START Entries supplied

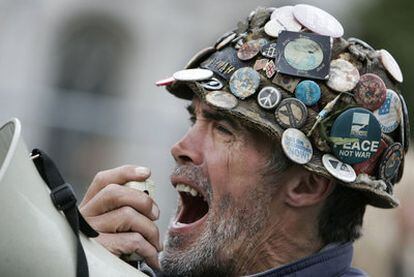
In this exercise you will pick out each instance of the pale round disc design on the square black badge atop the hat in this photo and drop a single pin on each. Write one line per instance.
(303, 54)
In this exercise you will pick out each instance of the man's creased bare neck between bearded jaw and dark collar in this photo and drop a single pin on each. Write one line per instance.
(288, 239)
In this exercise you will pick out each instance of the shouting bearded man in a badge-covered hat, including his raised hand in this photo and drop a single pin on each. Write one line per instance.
(294, 131)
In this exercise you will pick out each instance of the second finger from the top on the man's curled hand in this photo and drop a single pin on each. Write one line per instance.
(115, 196)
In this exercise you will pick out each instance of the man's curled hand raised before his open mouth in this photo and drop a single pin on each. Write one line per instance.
(123, 216)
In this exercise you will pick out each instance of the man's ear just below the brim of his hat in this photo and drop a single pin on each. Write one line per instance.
(306, 188)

END Entries supplied

Problem to solve:
Restate word for word the lines above, beginning with the one that contains "the man's ear" and ending with the last line.

Task response:
In this exercise you will pick out each instance of the man's ear just below the brim of his hat in this photo and drop a single pin on each. Write one line per instance.
(306, 188)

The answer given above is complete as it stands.